Data in this exercise
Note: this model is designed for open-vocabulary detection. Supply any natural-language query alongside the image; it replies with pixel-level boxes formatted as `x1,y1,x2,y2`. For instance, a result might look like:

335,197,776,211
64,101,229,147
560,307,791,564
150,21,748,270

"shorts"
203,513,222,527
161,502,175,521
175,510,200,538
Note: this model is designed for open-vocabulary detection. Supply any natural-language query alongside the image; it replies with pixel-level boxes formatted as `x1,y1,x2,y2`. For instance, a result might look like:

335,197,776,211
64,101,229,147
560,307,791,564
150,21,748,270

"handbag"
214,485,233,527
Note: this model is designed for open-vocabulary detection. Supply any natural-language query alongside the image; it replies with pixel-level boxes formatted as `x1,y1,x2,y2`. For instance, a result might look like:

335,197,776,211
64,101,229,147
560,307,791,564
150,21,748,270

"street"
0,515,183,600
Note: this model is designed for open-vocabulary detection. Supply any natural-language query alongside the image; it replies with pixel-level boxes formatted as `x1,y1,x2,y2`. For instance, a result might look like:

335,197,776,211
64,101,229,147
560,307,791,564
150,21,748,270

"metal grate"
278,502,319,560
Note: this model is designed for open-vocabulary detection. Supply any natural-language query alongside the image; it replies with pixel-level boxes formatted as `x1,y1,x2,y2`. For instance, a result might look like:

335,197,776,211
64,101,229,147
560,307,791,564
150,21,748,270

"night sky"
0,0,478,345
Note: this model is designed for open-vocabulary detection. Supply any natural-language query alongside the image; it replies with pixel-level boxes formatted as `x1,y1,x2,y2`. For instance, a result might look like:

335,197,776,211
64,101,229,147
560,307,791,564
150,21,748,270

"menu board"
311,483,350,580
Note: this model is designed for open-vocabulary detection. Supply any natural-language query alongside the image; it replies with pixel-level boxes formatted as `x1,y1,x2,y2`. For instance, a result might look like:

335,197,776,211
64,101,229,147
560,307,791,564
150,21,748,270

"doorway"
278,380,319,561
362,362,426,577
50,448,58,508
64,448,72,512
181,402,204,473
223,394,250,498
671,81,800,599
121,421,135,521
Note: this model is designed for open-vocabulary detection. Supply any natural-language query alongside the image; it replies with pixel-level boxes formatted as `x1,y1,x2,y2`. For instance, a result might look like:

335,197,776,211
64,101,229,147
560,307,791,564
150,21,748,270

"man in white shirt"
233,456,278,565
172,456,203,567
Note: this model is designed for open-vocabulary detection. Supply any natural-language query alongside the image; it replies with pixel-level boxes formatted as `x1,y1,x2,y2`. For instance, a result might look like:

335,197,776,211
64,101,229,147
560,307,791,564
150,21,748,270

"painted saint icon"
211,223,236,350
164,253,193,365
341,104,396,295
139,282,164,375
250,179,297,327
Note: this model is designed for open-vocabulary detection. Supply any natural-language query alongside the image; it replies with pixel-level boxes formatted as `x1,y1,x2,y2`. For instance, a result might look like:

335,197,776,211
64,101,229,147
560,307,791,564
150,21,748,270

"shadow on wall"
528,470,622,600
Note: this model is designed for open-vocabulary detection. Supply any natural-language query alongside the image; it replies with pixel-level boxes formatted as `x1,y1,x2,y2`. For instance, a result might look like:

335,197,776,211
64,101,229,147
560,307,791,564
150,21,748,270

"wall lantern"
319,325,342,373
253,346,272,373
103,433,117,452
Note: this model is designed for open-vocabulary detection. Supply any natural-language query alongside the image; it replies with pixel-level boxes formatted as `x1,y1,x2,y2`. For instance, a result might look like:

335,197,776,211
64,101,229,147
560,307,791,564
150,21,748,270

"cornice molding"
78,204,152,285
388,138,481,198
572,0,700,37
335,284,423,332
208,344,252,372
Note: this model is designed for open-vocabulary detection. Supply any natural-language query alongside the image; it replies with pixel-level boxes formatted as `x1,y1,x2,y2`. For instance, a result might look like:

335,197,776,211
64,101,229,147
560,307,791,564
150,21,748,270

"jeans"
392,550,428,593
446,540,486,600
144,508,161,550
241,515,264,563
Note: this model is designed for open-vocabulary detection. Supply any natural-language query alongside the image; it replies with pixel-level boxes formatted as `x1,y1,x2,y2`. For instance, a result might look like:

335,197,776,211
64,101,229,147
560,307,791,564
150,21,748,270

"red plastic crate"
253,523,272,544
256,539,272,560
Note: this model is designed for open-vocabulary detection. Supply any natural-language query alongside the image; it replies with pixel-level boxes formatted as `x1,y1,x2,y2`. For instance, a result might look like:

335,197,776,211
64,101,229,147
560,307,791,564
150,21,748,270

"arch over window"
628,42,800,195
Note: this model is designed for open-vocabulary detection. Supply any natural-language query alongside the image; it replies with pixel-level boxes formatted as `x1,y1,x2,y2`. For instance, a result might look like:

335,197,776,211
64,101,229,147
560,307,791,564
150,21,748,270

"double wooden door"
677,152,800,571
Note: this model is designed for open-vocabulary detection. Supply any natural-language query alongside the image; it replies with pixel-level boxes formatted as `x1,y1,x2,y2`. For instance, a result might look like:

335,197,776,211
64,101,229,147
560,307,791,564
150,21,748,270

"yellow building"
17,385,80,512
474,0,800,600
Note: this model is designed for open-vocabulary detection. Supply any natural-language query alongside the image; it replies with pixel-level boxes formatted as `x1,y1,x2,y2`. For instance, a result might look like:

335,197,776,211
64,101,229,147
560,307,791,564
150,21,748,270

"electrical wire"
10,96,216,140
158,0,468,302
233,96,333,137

What you should do
Copy the lines from the start of the records up to and including the line with "175,510,200,538", leaving the requests unchanged, and shift each answer's bounding-box coordinates by adding 148 to every one of them.

The answer
Note: this model is designed for open-vocabulary detection. Supply any natural-language query alongside the image; it replies with pixel-level boxes formatted as `x1,y1,x2,y2`. For instance, a result might look like:

335,197,776,211
64,101,229,147
560,307,791,564
150,21,748,270

"shorts"
351,661,370,675
309,650,323,669
323,658,348,686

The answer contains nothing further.